Required task: Rewrite the listing from the line that contains "find the rocky outcrop" through the end of the listing, switching "marker" to "point" and leaving everything else unchanged.

Record extracts:

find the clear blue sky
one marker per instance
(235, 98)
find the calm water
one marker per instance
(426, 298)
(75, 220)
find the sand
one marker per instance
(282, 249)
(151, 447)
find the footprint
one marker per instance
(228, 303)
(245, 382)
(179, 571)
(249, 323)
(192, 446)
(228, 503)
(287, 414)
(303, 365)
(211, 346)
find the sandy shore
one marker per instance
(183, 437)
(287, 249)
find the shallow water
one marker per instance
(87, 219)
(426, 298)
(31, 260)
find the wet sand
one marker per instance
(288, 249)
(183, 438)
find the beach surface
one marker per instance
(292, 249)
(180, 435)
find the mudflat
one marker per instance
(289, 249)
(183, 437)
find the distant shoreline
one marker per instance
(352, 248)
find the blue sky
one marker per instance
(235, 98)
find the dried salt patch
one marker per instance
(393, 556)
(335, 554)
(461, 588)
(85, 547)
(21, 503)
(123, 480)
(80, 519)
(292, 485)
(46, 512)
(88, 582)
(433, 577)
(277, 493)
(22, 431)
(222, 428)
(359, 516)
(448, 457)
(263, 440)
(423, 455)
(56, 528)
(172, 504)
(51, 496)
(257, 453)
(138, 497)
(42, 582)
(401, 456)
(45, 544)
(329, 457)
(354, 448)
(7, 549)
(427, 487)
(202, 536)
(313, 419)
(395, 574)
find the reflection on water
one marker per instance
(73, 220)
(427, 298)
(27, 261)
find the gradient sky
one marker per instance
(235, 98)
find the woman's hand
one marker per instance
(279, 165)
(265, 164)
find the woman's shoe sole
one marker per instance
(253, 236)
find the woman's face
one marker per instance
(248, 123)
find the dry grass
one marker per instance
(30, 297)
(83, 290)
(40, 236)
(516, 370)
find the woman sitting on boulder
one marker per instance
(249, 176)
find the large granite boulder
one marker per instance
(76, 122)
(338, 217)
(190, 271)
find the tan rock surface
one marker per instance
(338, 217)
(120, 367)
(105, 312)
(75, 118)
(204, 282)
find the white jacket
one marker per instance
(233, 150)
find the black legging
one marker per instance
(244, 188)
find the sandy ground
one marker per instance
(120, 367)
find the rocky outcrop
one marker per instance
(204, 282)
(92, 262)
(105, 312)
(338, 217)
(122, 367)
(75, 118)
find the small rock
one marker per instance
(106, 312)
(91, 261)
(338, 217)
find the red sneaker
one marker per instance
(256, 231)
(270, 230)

Final answer:
find the rocky outcrop
one point per instance
(204, 282)
(92, 262)
(105, 312)
(338, 217)
(122, 367)
(75, 118)
find the small rock
one point per instance
(106, 312)
(91, 261)
(338, 217)
find the red sneaker
one point per instance
(256, 231)
(270, 230)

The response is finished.